* [THE PROBLEM] Starting with the line that contains "object=driveway", reproduce each line through the end of the entries exactly as written.
*** Opening of TASK INPUT ***
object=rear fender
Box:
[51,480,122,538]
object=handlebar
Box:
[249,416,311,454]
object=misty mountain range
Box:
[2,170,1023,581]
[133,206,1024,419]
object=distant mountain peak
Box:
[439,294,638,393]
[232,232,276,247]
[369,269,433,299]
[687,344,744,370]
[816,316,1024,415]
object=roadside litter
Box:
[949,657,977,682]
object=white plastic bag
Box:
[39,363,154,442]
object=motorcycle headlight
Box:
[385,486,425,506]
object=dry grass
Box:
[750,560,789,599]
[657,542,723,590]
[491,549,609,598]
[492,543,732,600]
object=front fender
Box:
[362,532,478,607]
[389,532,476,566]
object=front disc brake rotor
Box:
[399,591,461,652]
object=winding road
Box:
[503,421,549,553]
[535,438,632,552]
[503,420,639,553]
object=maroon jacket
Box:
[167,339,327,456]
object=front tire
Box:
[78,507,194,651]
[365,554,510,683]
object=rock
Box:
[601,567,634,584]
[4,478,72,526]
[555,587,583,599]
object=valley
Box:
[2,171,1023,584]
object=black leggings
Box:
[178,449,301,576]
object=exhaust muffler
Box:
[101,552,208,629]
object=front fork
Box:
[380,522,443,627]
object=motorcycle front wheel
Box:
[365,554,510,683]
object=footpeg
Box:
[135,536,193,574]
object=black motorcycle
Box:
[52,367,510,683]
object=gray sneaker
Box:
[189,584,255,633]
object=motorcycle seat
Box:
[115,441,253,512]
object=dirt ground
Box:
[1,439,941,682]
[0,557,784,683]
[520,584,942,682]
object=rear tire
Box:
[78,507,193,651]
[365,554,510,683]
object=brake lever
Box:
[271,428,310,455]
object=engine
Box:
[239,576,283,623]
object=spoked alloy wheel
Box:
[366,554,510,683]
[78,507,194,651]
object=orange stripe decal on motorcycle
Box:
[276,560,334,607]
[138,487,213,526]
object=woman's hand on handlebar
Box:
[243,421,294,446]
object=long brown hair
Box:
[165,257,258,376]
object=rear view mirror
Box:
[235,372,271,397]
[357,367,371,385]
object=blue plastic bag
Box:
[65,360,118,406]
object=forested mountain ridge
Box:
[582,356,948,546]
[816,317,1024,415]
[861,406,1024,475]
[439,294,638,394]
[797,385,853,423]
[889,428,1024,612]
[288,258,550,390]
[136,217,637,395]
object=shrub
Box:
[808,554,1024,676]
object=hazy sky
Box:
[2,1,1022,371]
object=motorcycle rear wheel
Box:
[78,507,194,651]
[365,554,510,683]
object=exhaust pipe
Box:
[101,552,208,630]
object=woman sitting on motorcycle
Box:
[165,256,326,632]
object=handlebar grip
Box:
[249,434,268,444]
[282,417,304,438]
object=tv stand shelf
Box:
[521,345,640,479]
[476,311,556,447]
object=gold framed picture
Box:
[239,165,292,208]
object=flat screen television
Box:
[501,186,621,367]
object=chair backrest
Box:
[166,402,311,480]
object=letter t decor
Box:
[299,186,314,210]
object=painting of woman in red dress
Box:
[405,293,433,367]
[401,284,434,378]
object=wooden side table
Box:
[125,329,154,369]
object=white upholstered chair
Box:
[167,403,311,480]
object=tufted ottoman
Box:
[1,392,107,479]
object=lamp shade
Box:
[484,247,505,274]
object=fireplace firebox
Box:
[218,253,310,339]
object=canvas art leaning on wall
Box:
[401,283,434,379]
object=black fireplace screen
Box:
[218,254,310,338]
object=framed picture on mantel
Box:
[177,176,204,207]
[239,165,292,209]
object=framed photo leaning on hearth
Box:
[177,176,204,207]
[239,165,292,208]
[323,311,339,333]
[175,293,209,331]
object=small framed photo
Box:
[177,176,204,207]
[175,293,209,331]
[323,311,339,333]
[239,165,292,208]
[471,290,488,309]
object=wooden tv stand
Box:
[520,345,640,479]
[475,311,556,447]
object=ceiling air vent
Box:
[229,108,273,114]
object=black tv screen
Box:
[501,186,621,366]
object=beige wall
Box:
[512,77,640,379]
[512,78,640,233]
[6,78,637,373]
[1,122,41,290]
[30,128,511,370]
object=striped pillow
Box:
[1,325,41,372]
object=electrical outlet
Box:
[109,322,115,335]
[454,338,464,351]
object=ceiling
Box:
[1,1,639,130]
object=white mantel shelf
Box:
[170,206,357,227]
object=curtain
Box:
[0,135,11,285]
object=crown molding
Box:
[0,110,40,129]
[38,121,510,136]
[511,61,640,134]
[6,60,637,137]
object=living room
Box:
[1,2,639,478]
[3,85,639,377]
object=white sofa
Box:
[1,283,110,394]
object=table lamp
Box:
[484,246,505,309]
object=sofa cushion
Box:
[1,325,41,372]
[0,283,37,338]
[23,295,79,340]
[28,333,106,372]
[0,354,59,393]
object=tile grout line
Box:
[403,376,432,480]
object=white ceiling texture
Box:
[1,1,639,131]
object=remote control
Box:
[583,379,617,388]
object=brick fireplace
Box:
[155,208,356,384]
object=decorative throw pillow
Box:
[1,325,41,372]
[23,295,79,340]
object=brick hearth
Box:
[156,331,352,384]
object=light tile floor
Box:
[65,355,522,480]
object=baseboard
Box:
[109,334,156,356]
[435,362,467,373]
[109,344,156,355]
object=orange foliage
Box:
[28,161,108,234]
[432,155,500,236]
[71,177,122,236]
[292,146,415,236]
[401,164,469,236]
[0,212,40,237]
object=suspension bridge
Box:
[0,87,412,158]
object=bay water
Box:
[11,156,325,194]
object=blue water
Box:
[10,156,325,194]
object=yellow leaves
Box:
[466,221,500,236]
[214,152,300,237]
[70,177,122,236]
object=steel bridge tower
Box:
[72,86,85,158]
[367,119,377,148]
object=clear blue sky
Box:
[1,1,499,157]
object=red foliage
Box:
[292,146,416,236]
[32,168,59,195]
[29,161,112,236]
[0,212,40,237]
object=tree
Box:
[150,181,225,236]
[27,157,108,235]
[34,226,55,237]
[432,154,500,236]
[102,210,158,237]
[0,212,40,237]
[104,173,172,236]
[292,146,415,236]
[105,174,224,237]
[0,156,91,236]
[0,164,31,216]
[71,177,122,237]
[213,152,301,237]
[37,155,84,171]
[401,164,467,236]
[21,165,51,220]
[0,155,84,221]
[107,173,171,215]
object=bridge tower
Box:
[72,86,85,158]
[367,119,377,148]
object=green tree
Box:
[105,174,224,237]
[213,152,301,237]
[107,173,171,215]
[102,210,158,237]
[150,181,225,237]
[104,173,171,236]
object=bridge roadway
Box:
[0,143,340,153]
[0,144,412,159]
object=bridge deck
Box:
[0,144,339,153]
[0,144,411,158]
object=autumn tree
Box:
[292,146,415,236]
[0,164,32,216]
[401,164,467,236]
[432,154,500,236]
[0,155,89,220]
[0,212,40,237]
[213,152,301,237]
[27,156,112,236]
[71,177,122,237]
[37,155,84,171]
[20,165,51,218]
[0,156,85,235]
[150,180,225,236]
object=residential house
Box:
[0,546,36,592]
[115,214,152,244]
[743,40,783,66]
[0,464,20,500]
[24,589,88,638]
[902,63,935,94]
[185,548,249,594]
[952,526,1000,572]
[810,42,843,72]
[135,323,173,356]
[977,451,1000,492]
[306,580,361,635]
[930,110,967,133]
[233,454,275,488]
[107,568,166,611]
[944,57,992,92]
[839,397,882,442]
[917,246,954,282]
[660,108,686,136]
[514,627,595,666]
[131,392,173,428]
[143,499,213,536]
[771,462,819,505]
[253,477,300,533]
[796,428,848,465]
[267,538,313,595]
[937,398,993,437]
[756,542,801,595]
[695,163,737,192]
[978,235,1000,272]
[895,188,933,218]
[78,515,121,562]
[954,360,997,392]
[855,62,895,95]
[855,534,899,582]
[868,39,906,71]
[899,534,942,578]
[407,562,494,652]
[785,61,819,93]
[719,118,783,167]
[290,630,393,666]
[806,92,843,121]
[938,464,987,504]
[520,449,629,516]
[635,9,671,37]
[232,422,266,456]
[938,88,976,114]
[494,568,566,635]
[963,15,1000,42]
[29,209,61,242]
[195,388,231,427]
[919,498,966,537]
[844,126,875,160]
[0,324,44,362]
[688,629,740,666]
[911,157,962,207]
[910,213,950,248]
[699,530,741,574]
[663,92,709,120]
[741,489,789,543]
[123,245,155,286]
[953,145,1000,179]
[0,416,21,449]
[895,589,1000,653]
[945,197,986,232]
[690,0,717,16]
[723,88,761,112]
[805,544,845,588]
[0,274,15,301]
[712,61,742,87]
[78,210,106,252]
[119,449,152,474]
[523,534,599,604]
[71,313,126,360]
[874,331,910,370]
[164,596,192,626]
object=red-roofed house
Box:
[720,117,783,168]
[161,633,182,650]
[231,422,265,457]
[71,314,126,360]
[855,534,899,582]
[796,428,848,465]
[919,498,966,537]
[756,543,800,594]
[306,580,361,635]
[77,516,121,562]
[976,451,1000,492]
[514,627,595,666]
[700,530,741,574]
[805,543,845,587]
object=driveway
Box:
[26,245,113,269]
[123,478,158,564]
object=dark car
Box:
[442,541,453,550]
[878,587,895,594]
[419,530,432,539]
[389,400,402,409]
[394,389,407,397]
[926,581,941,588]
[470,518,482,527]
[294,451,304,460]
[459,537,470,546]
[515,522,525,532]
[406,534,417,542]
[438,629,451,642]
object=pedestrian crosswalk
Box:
*** Close of TASK INPUT ***
* [EXPECTED ANSWER]
object=driveway
Box:
[26,245,113,269]
[123,478,158,564]
object=dark car
Box:
[442,541,453,550]
[878,587,895,594]
[419,530,432,539]
[389,400,402,409]
[394,389,407,397]
[926,581,941,588]
[470,518,482,527]
[294,451,304,460]
[459,537,470,546]
[515,522,525,532]
[406,534,417,542]
[438,629,451,642]
object=pedestrian crosswalk
Box:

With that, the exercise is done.